■ PROVIDED RECORDS
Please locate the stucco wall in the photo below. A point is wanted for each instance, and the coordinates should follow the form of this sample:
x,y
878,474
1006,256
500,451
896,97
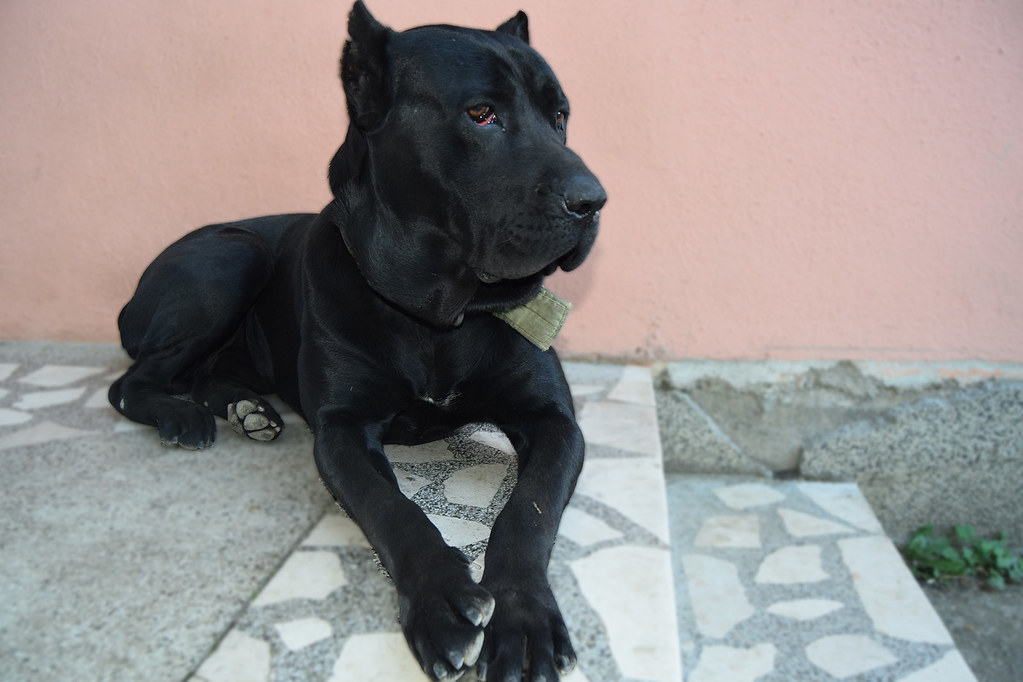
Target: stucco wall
x,y
788,179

■ EXERCISE DETAILS
Retype every line of the records above without any changes, and leave the pictures out.

■ EXPECTED ANSWER
Please locate the stucco wall in the photo below. A point is wanted for each instance, and the coordinates should follow the form of this sample:
x,y
878,474
1006,256
500,451
896,97
Target: stucco wall
x,y
788,179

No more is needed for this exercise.